• _EXERCISE BRIEF_
The line containing "wall sign in the photo above." marks where to begin; quote it and every line after it through the end of the data, exactly as written.

>>>

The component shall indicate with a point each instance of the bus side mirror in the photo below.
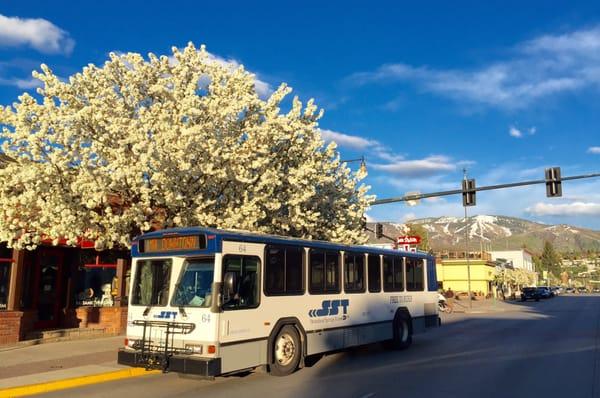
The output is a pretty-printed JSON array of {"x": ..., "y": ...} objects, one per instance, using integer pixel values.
[
  {"x": 216, "y": 302},
  {"x": 229, "y": 285}
]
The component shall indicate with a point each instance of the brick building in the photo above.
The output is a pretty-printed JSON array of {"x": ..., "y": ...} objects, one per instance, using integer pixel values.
[{"x": 61, "y": 287}]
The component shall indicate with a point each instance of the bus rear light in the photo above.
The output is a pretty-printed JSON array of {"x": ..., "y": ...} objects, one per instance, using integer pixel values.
[
  {"x": 194, "y": 348},
  {"x": 130, "y": 343}
]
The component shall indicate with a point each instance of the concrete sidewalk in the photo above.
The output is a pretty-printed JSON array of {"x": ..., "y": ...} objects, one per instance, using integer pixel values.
[
  {"x": 483, "y": 306},
  {"x": 59, "y": 365}
]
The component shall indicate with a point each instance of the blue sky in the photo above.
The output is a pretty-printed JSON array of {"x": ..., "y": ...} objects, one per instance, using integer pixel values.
[{"x": 503, "y": 90}]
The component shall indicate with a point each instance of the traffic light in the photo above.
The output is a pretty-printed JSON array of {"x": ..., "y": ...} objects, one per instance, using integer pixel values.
[
  {"x": 378, "y": 231},
  {"x": 469, "y": 192},
  {"x": 553, "y": 182}
]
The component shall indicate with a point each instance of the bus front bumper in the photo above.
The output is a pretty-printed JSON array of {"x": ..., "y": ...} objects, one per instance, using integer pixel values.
[{"x": 207, "y": 367}]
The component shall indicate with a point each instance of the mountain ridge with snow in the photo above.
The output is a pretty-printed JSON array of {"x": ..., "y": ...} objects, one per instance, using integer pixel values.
[{"x": 495, "y": 232}]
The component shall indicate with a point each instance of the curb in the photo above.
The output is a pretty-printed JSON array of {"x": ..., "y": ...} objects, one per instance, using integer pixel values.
[{"x": 73, "y": 382}]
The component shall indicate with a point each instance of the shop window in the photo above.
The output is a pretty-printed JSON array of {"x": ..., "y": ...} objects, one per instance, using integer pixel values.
[
  {"x": 97, "y": 278},
  {"x": 5, "y": 267}
]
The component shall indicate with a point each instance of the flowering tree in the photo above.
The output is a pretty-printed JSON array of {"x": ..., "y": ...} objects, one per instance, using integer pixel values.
[{"x": 169, "y": 141}]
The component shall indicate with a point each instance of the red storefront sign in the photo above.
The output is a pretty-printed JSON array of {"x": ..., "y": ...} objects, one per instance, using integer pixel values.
[{"x": 408, "y": 240}]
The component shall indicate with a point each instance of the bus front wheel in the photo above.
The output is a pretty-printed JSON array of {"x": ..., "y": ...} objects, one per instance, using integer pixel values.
[{"x": 287, "y": 351}]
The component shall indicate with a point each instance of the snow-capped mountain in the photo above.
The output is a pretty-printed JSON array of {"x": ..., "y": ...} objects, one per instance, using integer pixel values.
[{"x": 496, "y": 233}]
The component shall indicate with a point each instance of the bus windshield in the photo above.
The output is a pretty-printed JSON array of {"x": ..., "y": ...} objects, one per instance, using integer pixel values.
[
  {"x": 151, "y": 283},
  {"x": 194, "y": 288}
]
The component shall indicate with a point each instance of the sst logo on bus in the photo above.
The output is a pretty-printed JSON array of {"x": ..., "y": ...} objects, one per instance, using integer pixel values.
[{"x": 330, "y": 308}]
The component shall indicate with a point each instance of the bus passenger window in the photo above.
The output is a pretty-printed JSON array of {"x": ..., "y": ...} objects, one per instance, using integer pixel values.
[
  {"x": 414, "y": 275},
  {"x": 354, "y": 273},
  {"x": 374, "y": 273},
  {"x": 393, "y": 276},
  {"x": 247, "y": 291},
  {"x": 284, "y": 271},
  {"x": 324, "y": 272}
]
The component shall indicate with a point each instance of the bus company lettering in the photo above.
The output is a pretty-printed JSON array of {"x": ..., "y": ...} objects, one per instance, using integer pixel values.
[
  {"x": 400, "y": 299},
  {"x": 330, "y": 308},
  {"x": 166, "y": 315}
]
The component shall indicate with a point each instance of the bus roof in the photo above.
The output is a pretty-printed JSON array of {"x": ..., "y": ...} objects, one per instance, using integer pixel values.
[{"x": 255, "y": 237}]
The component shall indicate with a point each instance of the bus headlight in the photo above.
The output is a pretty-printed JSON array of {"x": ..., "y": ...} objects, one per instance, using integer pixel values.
[{"x": 194, "y": 348}]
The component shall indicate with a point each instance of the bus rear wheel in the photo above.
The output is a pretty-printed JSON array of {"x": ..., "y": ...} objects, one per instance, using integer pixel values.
[
  {"x": 287, "y": 352},
  {"x": 402, "y": 332}
]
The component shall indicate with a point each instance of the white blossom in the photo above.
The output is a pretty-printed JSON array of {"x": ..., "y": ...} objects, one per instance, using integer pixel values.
[{"x": 169, "y": 141}]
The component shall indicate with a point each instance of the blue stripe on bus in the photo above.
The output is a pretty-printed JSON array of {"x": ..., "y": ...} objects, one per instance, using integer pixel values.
[{"x": 215, "y": 245}]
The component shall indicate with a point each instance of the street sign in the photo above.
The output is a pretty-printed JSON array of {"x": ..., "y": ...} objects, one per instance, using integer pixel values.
[{"x": 408, "y": 240}]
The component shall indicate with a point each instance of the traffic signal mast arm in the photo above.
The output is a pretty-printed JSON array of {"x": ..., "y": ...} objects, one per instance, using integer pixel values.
[{"x": 484, "y": 188}]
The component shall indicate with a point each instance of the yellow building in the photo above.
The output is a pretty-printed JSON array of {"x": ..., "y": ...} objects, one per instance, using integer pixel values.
[{"x": 452, "y": 271}]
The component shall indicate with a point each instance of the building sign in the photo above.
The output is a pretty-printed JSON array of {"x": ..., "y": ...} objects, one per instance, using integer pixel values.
[
  {"x": 173, "y": 243},
  {"x": 408, "y": 240}
]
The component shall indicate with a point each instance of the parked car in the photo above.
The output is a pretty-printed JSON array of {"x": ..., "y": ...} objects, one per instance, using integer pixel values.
[
  {"x": 545, "y": 292},
  {"x": 530, "y": 293},
  {"x": 557, "y": 290}
]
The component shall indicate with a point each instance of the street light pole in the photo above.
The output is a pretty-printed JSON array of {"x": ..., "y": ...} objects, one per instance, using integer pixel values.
[{"x": 467, "y": 250}]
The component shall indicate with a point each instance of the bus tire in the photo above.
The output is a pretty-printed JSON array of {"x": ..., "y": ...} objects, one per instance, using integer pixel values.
[
  {"x": 402, "y": 331},
  {"x": 287, "y": 351}
]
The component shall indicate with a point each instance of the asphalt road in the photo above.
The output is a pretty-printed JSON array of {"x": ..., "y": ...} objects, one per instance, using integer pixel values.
[{"x": 545, "y": 349}]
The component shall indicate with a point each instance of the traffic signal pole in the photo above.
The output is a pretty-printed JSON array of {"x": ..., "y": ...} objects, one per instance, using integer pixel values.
[{"x": 484, "y": 188}]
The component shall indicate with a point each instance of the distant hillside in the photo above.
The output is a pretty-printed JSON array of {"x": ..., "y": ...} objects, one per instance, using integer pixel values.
[{"x": 497, "y": 233}]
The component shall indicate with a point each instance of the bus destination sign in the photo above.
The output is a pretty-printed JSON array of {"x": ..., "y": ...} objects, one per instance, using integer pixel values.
[{"x": 174, "y": 243}]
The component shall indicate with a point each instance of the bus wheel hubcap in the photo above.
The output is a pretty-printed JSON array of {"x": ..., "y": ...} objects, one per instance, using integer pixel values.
[{"x": 285, "y": 349}]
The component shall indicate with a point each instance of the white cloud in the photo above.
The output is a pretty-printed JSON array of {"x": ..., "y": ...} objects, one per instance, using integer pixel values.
[
  {"x": 514, "y": 132},
  {"x": 565, "y": 209},
  {"x": 371, "y": 147},
  {"x": 346, "y": 140},
  {"x": 38, "y": 33},
  {"x": 426, "y": 167},
  {"x": 535, "y": 69},
  {"x": 263, "y": 89},
  {"x": 24, "y": 84}
]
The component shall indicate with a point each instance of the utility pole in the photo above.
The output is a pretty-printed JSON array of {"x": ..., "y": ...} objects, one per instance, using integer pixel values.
[{"x": 467, "y": 249}]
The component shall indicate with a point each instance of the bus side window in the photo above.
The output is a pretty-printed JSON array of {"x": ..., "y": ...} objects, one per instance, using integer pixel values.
[
  {"x": 247, "y": 293},
  {"x": 374, "y": 264},
  {"x": 284, "y": 270},
  {"x": 414, "y": 275},
  {"x": 393, "y": 276},
  {"x": 354, "y": 273},
  {"x": 324, "y": 272}
]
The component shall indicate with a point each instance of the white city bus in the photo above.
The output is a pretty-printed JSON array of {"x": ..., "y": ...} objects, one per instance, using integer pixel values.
[{"x": 209, "y": 302}]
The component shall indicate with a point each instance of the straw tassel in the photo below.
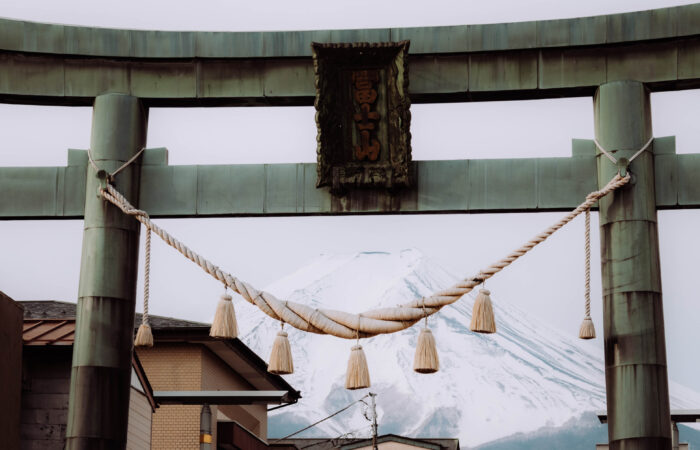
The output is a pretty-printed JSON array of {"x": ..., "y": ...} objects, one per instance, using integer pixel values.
[
  {"x": 224, "y": 324},
  {"x": 281, "y": 356},
  {"x": 357, "y": 376},
  {"x": 144, "y": 335},
  {"x": 426, "y": 359},
  {"x": 587, "y": 330},
  {"x": 483, "y": 320}
]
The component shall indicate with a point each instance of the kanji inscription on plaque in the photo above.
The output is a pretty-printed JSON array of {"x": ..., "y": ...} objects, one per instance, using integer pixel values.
[{"x": 363, "y": 116}]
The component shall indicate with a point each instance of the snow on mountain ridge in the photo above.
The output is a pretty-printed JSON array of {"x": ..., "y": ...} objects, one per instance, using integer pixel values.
[{"x": 489, "y": 386}]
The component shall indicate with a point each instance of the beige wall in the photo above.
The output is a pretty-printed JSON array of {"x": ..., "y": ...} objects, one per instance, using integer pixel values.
[
  {"x": 179, "y": 367},
  {"x": 138, "y": 435},
  {"x": 174, "y": 367}
]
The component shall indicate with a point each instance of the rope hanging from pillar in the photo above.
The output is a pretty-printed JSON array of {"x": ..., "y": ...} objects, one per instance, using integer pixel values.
[
  {"x": 144, "y": 336},
  {"x": 339, "y": 323},
  {"x": 587, "y": 330}
]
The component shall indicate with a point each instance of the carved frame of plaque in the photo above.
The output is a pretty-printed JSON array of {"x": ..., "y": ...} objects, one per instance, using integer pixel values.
[{"x": 362, "y": 115}]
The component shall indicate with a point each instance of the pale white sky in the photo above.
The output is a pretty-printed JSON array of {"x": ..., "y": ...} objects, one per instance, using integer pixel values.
[{"x": 40, "y": 259}]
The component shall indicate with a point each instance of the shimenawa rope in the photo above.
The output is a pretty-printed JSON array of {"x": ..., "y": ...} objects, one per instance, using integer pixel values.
[{"x": 340, "y": 323}]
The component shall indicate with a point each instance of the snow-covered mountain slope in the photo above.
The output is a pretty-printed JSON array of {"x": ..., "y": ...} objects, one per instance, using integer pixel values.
[{"x": 526, "y": 376}]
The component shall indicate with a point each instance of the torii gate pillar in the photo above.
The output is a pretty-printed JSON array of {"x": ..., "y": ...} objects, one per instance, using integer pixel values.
[
  {"x": 635, "y": 349},
  {"x": 101, "y": 369}
]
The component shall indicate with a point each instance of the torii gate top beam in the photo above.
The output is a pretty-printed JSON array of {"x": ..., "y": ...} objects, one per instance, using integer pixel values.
[{"x": 69, "y": 65}]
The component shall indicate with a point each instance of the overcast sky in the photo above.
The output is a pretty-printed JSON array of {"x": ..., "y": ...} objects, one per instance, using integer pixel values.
[{"x": 40, "y": 259}]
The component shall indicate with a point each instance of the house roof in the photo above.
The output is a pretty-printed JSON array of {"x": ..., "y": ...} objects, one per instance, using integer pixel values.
[{"x": 53, "y": 323}]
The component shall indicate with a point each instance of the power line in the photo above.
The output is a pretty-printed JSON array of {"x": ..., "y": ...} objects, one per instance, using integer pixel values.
[{"x": 322, "y": 420}]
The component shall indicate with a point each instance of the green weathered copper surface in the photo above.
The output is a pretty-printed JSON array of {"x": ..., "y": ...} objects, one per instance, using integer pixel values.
[
  {"x": 635, "y": 350},
  {"x": 662, "y": 23},
  {"x": 101, "y": 367},
  {"x": 496, "y": 185},
  {"x": 60, "y": 64}
]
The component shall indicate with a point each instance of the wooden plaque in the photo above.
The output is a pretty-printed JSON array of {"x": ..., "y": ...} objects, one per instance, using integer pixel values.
[{"x": 362, "y": 115}]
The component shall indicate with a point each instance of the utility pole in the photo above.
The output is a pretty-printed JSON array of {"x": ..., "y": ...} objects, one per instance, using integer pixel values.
[{"x": 374, "y": 420}]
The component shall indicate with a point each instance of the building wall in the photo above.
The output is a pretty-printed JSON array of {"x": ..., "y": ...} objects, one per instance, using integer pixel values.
[
  {"x": 174, "y": 367},
  {"x": 140, "y": 418},
  {"x": 11, "y": 316},
  {"x": 45, "y": 385}
]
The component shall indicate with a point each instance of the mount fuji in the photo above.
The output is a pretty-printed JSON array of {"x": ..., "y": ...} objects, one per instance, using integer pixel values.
[{"x": 526, "y": 376}]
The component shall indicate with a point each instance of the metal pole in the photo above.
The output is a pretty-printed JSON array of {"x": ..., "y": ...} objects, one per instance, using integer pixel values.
[
  {"x": 676, "y": 436},
  {"x": 635, "y": 349},
  {"x": 101, "y": 369},
  {"x": 374, "y": 421}
]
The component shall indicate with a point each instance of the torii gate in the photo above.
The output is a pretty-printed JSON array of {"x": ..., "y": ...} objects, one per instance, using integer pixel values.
[{"x": 617, "y": 59}]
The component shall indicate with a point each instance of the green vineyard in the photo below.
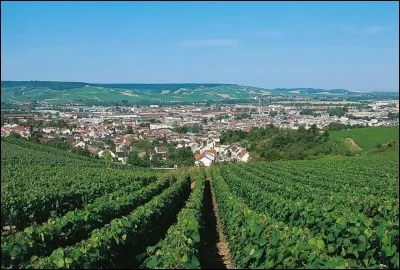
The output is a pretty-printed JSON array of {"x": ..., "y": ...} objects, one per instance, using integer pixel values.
[{"x": 61, "y": 210}]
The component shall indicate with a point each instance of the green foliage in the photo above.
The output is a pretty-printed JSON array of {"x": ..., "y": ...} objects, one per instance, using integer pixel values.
[
  {"x": 129, "y": 130},
  {"x": 179, "y": 249},
  {"x": 346, "y": 218},
  {"x": 135, "y": 160},
  {"x": 56, "y": 232},
  {"x": 127, "y": 235},
  {"x": 369, "y": 138},
  {"x": 39, "y": 181}
]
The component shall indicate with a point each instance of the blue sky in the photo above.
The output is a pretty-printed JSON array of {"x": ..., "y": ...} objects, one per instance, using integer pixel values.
[{"x": 350, "y": 45}]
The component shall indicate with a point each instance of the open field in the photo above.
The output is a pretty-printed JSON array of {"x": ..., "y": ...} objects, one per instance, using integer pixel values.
[{"x": 368, "y": 138}]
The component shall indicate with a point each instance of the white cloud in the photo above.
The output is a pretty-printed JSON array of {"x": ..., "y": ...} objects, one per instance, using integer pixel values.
[
  {"x": 210, "y": 43},
  {"x": 269, "y": 34},
  {"x": 373, "y": 30}
]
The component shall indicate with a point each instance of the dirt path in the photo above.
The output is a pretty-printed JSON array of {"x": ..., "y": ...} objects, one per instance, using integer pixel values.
[
  {"x": 213, "y": 250},
  {"x": 352, "y": 143}
]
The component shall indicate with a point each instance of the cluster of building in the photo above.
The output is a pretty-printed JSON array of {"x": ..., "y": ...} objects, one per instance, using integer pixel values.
[{"x": 92, "y": 126}]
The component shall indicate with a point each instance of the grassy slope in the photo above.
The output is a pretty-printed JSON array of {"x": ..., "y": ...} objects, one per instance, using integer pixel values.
[{"x": 368, "y": 138}]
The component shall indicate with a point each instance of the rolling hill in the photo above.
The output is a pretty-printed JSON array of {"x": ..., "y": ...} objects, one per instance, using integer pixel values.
[{"x": 67, "y": 92}]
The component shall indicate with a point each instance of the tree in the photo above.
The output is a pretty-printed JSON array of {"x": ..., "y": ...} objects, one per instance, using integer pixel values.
[
  {"x": 129, "y": 130},
  {"x": 134, "y": 159},
  {"x": 107, "y": 156}
]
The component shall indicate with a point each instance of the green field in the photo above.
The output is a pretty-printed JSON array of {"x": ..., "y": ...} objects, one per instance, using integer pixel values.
[
  {"x": 368, "y": 138},
  {"x": 67, "y": 92}
]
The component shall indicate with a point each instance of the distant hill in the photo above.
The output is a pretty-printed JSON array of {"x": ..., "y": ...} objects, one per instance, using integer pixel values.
[{"x": 67, "y": 92}]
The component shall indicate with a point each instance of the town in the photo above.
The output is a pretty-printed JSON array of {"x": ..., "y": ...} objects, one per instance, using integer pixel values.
[{"x": 118, "y": 129}]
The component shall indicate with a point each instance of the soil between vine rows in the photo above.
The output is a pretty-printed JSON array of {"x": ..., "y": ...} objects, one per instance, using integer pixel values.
[{"x": 210, "y": 256}]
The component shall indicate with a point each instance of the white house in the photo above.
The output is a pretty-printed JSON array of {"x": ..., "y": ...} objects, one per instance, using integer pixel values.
[
  {"x": 80, "y": 144},
  {"x": 100, "y": 154},
  {"x": 205, "y": 161}
]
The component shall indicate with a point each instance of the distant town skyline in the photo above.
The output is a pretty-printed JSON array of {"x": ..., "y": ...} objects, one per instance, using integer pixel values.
[{"x": 328, "y": 45}]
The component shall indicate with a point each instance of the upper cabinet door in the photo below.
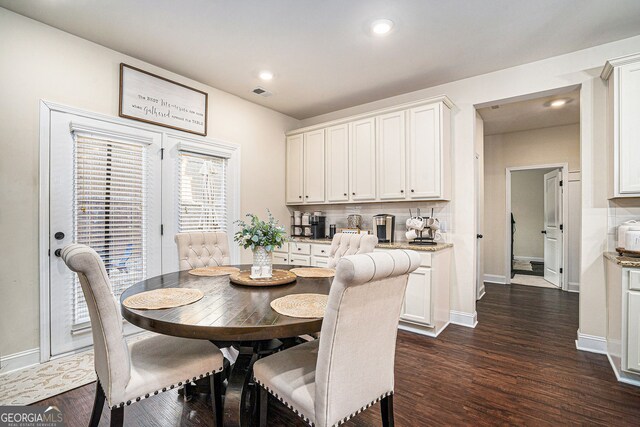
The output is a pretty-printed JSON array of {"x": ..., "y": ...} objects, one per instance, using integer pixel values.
[
  {"x": 337, "y": 178},
  {"x": 314, "y": 166},
  {"x": 362, "y": 171},
  {"x": 391, "y": 156},
  {"x": 294, "y": 167},
  {"x": 629, "y": 128},
  {"x": 424, "y": 152}
]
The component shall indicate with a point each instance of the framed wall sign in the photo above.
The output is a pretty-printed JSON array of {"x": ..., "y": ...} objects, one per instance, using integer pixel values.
[{"x": 154, "y": 99}]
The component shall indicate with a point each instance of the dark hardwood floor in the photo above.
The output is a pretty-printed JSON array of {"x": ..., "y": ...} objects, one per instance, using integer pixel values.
[{"x": 519, "y": 366}]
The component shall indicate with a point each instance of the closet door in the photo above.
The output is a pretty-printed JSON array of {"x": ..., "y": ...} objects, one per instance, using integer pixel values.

<<<

• _RESPONSE_
The component shall indicate with a point each instance of the framed wall sign in the photo above.
The output is a pretty-printed JSON array of {"x": ..., "y": ...} objects, one per instance, using integer pixel values.
[{"x": 154, "y": 99}]
The component shall indicate with a point each instance of the dark hardwood floor in the photo above.
The output is a pretty-printed JSON array of {"x": ..., "y": ...} objects, one per instance, using integer pixel values.
[{"x": 519, "y": 366}]
The component shall indicate with a point each instance of the closet door in the photo above.
The output is a pretty-printed JSON array of {"x": ..., "y": ...} objects, one per instance, using integer pixel values.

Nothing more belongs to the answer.